Written request — Go through the listing and copy every line word for word.

Dataset rows
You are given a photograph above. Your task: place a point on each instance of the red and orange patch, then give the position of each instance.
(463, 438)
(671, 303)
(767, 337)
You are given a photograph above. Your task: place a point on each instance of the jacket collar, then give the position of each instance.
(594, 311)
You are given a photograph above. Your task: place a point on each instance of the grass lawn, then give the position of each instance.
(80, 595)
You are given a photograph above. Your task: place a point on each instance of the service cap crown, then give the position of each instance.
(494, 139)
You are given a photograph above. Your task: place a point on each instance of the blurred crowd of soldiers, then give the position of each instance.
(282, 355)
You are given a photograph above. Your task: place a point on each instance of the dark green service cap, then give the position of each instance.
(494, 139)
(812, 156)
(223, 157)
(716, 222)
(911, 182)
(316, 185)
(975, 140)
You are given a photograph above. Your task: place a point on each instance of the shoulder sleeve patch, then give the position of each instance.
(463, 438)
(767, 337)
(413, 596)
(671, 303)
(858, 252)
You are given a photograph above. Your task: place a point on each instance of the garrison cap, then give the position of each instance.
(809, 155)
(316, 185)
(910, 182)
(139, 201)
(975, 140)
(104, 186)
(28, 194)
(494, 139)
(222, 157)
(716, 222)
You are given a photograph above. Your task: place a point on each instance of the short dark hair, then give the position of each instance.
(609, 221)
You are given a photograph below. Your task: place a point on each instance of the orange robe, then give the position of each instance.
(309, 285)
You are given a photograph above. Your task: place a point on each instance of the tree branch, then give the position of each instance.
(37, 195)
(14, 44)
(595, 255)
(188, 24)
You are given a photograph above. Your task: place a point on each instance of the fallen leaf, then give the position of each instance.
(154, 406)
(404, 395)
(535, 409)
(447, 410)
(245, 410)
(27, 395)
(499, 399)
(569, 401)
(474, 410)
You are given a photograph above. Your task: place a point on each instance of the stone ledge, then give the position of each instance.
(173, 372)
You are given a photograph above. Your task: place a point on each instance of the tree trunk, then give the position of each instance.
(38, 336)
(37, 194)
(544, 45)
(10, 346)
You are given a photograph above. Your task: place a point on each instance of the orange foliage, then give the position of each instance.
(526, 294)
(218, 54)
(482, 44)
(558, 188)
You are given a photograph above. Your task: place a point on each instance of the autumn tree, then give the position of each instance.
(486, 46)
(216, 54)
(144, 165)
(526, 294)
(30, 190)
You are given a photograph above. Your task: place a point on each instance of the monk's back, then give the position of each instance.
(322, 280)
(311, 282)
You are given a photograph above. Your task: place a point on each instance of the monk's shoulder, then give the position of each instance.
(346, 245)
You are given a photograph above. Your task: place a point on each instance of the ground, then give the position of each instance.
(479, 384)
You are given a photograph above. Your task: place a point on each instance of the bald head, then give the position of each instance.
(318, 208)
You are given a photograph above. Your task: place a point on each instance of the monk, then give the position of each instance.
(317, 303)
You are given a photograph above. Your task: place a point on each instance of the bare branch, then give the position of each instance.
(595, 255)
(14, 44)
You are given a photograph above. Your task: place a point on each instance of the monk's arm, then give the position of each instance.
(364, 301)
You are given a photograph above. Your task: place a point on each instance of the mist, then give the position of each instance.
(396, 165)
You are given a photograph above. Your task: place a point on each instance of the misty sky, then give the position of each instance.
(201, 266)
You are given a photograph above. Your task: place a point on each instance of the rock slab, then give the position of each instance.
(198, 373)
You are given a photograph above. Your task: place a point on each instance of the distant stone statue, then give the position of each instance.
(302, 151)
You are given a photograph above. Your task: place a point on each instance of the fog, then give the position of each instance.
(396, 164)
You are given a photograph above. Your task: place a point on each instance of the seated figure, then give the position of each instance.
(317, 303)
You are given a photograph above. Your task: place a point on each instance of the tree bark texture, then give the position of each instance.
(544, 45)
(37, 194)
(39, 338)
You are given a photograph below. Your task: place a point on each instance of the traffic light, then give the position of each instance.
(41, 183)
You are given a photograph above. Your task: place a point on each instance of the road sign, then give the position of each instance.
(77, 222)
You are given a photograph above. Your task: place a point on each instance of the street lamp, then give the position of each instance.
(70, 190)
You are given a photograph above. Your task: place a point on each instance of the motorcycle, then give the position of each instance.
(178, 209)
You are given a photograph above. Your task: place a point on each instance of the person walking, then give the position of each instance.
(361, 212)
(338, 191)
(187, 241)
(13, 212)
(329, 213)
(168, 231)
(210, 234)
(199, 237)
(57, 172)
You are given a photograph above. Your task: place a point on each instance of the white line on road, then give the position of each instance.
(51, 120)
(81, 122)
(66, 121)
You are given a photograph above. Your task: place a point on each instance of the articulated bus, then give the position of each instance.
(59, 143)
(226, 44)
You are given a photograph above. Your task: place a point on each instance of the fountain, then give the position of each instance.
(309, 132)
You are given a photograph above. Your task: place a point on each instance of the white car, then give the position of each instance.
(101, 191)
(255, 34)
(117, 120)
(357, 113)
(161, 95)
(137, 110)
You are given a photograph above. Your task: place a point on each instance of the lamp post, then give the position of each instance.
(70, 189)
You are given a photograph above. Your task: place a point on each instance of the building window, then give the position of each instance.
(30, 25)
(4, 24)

Answer to this task —
You are given a photograph above. Your task: place a point on each instance of the red and orange patch, then give the position of each instance.
(463, 438)
(671, 303)
(767, 337)
You are given a photograph above. Your task: place a point on each instance of the jacket collar, then give the position of each instance.
(594, 311)
You are given a photograph above. Your task: place a point on each instance of the grass lawn, then give the position of each instance.
(80, 595)
You are given a photograph above. Your task: place a point on each instance of the service cap crown, then give the position of each instance.
(494, 139)
You are given a photograph above. Your task: place a point on each instance of the blurred crowd of soldiers, then give the position of each instance.
(282, 355)
You are given a photograph above. Your task: place a point on each instance of the dark green service cap, then give the position of each instance.
(494, 139)
(812, 156)
(223, 157)
(716, 222)
(911, 182)
(316, 185)
(975, 140)
You are given a photograph above. Your task: place a point on each instance of the shoulder sleeve patch, then give the position of each instance.
(463, 438)
(767, 337)
(413, 596)
(671, 303)
(858, 252)
You are given a photograph above. Your task: place a point on each instance of the garrison cap, then give the position of each instance.
(809, 155)
(316, 185)
(910, 182)
(139, 201)
(975, 140)
(104, 186)
(28, 194)
(494, 139)
(222, 157)
(716, 222)
You are given a photograph above. Your task: place a point on each instance of the short dark hair, then give the position of each instance.
(609, 221)
You are given a photograph below. Your task: place a point on each instance of the orange robe, then give the position of each instance.
(309, 285)
You are given a photograph above. Your task: place a point on each instance of the tree branch, then give the position of each instance.
(37, 195)
(14, 44)
(595, 255)
(188, 24)
You are given a photograph above. Your task: place a point on each instance of the fallen leaf, then give the position of each instance.
(154, 406)
(404, 395)
(535, 409)
(447, 410)
(245, 410)
(27, 395)
(499, 399)
(569, 401)
(474, 410)
You are given a photograph above. Your task: place a point on each instance of the stone ledge, then give the position of each instance.
(173, 372)
You are given a photograph above. Your task: place a point on each instance of the tree trunk, then give the position of each instance.
(38, 336)
(37, 194)
(544, 45)
(10, 346)
You are given a photograph above. Your task: place a point on each instance of the orange foliage, then give the position of each instance.
(526, 294)
(218, 54)
(482, 44)
(558, 188)
You are given a photograph above. Your task: place a point on each instance of the autumn tree, then give the position of each instance.
(486, 46)
(216, 54)
(144, 165)
(526, 294)
(30, 190)
You are given a photograph above. Your task: place a point on each instance of the monk's back, then give the position of each instance.
(322, 280)
(311, 282)
You are given a photograph above. Your task: place a point on each instance of the monk's shoulder, then give the position of each instance.
(346, 245)
You are given a photograph above. Your task: place a point on each instance of the ground, then give the position of each instance.
(479, 384)
You are given a photograph above. Your task: place a point on each instance of the bald head, then give the position of each instance.
(318, 208)
You are given a photograph above. Your task: place a point on each instance of the monk, then give the position of each instance.
(317, 303)
You are given a photograph above. Your task: place a point on each instance of the bare branch, then give the position of each instance.
(595, 255)
(14, 44)
You are given a photograph above. Your task: place a point on each instance of the monk's arm, then give the position of each instance.
(364, 301)
You are given a photograph above. Your task: place a point on each instance of the mist, then give the position of each instance.
(396, 165)
You are given a photograph above. Your task: place a point on each instance of the misty sky, then give the position of each instance.
(201, 266)
You are given a photograph above. Your task: place a point on each instance of the rock slab, then give the position of each instance.
(198, 373)
You are given a photograph above. Your task: place a point on each instance of the distant stone statue, then give the position of each instance.
(302, 151)
You are given a photograph above. Your task: place a point on each instance of the fog, then give the position of each instance.
(396, 164)
You are given a photograph above. Your task: place a point on each instance of the seated figure, then give the position of each instance.
(317, 303)
You are given a photograph above. Your task: place a point on each instance of the tree bark texture, then give the position of each instance.
(544, 45)
(37, 194)
(39, 338)
You are given a photograph below. Your task: place a point on each instance of the traffic light, then give the position of each instance.
(41, 183)
You are given a photograph above. Your task: place a point on each instance of the road sign, then give the position of each instance.
(77, 222)
You are given a photograph above. Your task: place a point on each instance of the street lamp, then give the position of each instance.
(70, 190)
You are given a photograph above. Your task: place a point on each instance of the motorcycle, then give the position of each instance.
(178, 209)
You are given a photograph above. Your task: place a point on each instance of the person walking, then give the position of each instance.
(361, 212)
(338, 191)
(187, 241)
(13, 212)
(329, 213)
(168, 231)
(210, 234)
(199, 237)
(57, 172)
You are given a photograph above. Your task: place a point on each instance of the white line on road, then give the position of each instance.
(51, 120)
(81, 122)
(66, 121)
You are given a photograph above. Your task: place a point on each instance of the articulated bus, then give the position of each instance.
(59, 143)
(226, 44)
You are given a photograph above. Your task: place a point on each instance of the fountain, then give the position of each instance.
(309, 132)
You are given a photograph above. Your task: place a point on each instance of the white car, then give the position of each instance.
(101, 191)
(255, 34)
(117, 120)
(357, 113)
(161, 95)
(137, 110)
You are given a photograph above. Your task: place a point on each instance of the lamp post, then give the position of each instance.
(70, 189)
You are given a photograph above. Your task: place a point on each instance of the building window, then give the position of each instance.
(30, 25)
(4, 24)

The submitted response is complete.